Count the lines in the material below that contain the string "ship", treating uppercase and lowercase as different. Reply with the number alone.

----

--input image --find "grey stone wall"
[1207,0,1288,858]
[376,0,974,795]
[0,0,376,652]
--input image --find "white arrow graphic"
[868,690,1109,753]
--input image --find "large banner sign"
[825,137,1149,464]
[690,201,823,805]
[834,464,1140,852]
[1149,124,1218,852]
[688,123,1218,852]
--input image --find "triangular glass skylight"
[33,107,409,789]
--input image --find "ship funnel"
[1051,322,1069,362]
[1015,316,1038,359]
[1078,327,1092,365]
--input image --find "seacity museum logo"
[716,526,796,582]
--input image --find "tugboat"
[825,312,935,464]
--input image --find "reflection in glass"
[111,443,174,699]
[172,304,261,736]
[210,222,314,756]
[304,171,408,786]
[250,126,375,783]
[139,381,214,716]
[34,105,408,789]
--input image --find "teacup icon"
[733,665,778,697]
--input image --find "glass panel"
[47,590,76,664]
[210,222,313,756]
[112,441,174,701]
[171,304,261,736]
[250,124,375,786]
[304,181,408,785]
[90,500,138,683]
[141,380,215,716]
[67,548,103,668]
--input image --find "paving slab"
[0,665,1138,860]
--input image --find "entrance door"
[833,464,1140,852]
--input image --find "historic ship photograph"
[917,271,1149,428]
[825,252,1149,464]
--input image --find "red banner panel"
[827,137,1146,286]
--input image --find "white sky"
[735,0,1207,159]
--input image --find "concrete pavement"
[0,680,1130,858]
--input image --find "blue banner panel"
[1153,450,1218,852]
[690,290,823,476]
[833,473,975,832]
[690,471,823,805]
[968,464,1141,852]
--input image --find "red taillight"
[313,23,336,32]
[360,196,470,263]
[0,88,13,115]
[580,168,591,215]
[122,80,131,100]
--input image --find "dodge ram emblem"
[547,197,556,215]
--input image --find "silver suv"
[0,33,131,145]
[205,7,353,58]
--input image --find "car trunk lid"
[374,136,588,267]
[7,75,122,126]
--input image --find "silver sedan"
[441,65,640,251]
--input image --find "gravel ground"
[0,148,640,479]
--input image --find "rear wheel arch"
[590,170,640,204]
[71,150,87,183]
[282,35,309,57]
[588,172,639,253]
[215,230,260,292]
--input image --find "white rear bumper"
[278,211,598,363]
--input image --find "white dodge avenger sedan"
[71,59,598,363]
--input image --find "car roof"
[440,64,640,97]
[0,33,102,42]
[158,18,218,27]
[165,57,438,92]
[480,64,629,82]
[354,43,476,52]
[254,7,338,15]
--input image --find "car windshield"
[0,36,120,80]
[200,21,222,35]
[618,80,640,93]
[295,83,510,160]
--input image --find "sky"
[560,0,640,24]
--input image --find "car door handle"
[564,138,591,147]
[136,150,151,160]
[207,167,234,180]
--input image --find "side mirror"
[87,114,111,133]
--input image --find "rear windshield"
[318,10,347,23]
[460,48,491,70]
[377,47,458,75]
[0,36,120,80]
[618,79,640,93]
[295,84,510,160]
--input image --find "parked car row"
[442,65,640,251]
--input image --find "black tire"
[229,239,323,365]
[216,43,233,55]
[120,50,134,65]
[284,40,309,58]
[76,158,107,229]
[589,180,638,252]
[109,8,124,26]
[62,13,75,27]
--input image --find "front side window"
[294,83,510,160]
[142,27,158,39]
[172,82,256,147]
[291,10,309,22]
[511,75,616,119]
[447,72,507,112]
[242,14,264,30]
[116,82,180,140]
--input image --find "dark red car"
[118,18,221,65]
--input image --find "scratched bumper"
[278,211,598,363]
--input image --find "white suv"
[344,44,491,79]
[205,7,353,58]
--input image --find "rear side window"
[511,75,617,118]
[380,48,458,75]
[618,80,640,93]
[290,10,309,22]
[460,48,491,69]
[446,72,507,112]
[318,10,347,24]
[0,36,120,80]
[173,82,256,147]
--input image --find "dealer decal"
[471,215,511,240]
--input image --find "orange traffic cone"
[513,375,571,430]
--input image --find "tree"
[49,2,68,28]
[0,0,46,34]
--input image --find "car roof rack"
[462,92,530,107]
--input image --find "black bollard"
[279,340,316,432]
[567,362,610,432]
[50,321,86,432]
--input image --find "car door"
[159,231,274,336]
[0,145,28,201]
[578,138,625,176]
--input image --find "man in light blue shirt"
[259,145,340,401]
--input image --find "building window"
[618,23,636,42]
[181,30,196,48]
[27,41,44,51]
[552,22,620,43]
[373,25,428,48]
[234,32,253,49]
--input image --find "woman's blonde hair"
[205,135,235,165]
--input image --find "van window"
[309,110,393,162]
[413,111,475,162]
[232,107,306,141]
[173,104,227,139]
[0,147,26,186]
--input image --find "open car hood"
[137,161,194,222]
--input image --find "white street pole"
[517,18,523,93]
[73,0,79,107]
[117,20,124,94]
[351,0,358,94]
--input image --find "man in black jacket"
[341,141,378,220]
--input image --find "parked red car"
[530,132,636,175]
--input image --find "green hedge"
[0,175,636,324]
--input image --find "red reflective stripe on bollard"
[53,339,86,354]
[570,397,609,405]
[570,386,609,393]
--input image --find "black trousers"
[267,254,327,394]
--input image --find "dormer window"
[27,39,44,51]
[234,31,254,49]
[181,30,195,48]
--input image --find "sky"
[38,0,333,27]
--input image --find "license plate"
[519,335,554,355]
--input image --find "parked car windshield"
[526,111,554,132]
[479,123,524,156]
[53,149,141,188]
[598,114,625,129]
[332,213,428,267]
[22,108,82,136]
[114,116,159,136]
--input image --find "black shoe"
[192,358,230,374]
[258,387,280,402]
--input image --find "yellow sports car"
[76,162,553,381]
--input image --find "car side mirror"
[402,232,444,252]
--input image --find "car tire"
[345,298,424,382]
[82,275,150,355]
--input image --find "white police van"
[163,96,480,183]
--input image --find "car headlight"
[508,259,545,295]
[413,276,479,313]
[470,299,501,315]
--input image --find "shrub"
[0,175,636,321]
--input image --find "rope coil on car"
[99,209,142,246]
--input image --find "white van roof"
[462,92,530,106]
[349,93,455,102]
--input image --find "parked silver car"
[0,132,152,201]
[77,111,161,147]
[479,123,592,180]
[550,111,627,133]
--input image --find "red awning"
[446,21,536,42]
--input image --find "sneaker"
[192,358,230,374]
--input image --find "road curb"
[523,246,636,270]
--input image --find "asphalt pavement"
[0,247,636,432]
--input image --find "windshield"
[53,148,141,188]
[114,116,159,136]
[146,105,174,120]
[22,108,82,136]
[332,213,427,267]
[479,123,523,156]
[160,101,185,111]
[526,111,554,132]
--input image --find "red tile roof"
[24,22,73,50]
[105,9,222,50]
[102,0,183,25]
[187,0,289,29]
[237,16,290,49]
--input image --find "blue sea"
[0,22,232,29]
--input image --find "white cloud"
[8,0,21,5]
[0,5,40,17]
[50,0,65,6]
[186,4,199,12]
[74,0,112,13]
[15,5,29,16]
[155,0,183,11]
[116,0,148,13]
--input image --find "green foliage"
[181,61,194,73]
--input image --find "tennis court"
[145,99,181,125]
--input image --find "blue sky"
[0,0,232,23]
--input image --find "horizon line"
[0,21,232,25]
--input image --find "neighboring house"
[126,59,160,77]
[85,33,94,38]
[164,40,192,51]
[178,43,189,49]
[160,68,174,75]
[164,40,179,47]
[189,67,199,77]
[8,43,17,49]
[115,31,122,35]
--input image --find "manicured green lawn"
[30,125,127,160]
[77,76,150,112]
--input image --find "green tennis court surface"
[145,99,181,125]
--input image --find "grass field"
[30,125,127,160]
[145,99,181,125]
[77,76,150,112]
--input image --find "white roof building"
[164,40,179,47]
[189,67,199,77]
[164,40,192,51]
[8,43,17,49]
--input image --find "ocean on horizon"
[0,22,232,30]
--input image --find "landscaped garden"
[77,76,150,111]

----

# [Full solution]
2